Data under study:
-- Opening Marker --
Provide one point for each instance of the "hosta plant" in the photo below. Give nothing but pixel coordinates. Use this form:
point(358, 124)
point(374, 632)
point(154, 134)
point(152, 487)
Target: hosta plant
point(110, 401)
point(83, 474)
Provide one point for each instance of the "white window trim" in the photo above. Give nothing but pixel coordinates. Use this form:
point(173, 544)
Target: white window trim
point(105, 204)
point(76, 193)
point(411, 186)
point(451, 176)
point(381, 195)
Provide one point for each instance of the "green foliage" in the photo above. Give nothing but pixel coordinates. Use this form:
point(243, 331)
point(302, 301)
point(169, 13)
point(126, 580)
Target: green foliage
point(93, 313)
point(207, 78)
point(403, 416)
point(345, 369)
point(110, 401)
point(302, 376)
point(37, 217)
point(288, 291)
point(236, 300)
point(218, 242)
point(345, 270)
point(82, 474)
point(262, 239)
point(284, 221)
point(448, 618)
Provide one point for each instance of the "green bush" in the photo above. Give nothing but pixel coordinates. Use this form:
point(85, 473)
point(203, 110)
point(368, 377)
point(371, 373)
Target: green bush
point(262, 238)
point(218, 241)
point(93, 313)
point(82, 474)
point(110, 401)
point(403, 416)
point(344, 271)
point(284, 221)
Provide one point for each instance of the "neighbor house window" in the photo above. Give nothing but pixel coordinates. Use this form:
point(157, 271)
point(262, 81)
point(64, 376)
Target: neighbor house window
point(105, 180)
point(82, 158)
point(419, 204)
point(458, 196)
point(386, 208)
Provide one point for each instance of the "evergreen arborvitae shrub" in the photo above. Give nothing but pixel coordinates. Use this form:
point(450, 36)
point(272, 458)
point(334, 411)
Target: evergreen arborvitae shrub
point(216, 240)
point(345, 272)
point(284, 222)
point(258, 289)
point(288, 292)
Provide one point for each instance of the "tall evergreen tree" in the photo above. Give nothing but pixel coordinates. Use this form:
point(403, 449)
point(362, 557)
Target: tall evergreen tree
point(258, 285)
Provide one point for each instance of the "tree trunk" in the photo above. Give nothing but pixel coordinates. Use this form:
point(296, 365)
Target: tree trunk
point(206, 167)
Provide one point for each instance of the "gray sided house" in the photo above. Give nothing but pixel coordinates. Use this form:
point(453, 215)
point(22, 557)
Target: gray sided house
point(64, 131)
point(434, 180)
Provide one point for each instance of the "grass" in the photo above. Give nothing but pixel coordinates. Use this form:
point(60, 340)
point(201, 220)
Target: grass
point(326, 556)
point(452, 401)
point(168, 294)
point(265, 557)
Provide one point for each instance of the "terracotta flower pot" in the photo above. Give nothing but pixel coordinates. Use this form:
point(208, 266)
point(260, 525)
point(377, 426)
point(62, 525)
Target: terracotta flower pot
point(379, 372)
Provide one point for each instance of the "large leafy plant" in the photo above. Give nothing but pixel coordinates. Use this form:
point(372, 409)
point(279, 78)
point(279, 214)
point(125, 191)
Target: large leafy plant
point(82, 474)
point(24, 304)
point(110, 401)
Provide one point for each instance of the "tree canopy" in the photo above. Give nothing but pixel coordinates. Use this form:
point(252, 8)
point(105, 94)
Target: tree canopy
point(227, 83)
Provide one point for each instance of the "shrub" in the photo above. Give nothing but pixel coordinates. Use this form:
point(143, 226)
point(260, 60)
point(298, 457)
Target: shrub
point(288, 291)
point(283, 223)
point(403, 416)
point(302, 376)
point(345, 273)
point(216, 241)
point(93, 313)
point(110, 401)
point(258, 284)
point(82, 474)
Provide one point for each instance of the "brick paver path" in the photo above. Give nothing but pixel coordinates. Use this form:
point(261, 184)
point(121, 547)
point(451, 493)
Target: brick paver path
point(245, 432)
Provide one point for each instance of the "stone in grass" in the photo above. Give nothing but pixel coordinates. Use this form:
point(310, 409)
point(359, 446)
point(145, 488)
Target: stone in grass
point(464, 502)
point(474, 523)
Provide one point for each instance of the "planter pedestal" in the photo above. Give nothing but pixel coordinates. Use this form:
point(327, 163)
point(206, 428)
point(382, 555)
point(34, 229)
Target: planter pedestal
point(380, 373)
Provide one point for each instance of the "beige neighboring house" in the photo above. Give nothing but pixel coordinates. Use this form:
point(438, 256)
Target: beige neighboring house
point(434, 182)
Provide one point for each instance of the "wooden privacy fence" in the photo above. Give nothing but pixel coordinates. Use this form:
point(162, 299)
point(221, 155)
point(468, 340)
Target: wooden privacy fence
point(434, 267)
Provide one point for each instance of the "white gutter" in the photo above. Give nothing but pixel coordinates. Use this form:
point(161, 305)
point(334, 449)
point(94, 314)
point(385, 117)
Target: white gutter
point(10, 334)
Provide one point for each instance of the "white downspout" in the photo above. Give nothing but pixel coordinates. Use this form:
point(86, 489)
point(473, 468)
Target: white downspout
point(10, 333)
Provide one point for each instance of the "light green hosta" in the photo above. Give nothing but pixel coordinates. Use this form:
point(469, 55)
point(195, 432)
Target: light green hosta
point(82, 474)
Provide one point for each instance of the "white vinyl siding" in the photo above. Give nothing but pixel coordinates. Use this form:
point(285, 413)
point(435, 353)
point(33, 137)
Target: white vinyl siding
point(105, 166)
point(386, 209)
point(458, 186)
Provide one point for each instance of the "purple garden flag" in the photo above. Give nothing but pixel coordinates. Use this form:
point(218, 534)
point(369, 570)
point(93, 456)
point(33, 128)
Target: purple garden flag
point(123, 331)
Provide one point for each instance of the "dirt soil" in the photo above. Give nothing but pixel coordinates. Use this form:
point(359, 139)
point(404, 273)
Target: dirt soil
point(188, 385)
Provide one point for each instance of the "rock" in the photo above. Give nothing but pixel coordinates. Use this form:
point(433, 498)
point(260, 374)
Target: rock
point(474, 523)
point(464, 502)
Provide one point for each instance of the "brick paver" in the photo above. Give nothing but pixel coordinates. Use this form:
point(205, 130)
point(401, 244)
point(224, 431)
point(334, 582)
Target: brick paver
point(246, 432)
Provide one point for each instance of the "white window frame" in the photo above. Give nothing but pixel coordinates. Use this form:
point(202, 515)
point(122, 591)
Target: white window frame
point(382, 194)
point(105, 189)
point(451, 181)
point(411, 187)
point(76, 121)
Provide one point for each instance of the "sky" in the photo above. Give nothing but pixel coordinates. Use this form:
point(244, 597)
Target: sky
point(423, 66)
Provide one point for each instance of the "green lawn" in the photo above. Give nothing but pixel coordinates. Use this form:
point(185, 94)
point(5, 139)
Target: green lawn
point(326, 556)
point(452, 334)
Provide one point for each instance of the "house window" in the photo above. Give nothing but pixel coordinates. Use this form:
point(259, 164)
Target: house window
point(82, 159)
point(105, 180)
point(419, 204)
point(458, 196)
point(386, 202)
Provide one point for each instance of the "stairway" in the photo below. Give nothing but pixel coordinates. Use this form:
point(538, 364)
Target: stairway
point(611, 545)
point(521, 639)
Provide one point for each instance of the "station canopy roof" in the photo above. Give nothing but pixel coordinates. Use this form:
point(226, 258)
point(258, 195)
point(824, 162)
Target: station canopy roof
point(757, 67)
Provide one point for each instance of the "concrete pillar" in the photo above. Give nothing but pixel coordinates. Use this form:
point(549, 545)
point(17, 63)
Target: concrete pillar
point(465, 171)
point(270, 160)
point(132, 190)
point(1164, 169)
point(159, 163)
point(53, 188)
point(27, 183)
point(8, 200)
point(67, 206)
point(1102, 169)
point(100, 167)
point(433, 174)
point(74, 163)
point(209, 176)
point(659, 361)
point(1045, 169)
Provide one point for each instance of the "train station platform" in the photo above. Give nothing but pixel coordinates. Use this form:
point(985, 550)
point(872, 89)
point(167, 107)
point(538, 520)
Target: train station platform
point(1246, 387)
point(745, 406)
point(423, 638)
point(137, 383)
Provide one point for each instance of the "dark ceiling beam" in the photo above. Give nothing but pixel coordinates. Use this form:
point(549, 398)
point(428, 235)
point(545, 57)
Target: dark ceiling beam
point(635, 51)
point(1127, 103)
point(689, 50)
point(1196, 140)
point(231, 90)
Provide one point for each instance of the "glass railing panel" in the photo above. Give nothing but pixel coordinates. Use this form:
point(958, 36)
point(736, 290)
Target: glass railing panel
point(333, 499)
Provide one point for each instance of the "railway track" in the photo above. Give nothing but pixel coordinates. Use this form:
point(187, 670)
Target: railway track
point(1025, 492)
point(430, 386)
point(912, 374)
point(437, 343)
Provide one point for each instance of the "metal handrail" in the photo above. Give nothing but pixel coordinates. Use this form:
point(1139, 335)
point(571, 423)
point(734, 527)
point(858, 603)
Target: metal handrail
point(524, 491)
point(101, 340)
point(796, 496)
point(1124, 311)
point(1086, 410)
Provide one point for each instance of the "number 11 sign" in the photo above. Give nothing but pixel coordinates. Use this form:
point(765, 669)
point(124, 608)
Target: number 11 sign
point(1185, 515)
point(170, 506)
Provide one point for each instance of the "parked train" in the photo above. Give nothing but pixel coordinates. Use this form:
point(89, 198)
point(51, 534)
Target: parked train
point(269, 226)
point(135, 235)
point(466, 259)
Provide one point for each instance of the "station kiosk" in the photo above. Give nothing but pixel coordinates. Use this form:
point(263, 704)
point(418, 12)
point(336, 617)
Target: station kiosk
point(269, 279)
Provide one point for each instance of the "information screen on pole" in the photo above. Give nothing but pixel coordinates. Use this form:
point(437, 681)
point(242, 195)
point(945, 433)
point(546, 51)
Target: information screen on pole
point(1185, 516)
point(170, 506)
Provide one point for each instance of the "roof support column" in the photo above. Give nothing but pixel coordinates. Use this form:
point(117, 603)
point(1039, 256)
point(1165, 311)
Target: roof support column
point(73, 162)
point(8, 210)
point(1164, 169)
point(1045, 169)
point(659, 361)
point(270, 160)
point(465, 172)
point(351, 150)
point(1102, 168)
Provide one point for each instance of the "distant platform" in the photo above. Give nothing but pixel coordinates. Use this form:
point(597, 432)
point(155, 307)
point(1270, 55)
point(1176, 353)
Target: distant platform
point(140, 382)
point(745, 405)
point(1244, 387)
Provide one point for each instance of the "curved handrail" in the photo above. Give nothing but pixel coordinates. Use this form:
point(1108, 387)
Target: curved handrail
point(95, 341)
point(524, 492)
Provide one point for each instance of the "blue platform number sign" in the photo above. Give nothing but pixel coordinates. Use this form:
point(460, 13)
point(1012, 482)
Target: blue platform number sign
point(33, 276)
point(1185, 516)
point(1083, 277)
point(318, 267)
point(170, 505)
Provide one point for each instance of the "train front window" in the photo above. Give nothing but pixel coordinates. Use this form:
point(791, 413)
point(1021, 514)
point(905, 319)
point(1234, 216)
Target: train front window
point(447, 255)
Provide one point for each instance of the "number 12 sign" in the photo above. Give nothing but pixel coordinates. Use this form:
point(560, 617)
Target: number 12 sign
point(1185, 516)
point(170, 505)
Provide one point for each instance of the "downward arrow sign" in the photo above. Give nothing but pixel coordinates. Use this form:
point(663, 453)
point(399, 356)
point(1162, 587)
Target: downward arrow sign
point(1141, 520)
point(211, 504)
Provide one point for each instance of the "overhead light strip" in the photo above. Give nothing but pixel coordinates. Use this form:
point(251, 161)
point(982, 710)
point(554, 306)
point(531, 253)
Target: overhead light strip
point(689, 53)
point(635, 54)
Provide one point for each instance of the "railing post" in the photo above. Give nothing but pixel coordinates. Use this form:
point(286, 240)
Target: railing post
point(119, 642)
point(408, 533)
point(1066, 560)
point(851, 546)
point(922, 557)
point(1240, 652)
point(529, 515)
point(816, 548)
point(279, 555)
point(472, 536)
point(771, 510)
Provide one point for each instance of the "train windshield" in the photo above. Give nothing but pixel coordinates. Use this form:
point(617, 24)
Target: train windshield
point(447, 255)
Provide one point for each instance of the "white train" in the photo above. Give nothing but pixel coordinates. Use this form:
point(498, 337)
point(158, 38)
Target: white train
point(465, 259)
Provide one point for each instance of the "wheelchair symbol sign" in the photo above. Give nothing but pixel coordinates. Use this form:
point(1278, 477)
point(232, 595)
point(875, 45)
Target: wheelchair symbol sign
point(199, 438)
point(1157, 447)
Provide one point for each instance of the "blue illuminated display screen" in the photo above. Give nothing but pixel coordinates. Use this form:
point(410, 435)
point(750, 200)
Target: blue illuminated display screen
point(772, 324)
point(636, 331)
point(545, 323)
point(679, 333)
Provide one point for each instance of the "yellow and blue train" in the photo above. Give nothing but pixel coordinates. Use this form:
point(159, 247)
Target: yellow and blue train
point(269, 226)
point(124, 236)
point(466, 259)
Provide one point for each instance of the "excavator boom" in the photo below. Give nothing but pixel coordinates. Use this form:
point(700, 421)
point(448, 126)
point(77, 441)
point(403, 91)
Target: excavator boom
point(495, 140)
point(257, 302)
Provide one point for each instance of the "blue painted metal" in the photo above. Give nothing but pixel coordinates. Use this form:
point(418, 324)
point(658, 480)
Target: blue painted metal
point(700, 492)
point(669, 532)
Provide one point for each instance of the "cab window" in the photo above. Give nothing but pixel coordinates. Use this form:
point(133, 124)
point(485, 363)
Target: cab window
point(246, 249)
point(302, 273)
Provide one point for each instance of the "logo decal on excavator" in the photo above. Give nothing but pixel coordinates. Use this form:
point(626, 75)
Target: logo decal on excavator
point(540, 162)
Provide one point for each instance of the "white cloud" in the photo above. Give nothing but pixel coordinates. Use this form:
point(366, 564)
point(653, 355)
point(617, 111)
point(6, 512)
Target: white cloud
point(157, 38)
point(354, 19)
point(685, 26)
-- Closing Marker --
Please reproduce, exactly as they appear above, the lines from the line containing "Target: blue platform number sign" up to and including the line containing "point(1021, 514)".

Target: blue platform number sign
point(33, 276)
point(1185, 516)
point(1083, 277)
point(318, 267)
point(170, 505)
Provide one point for each instance of the "train front window" in the photo above. Give nothing but pixel coordinates. Use this form:
point(791, 413)
point(1021, 514)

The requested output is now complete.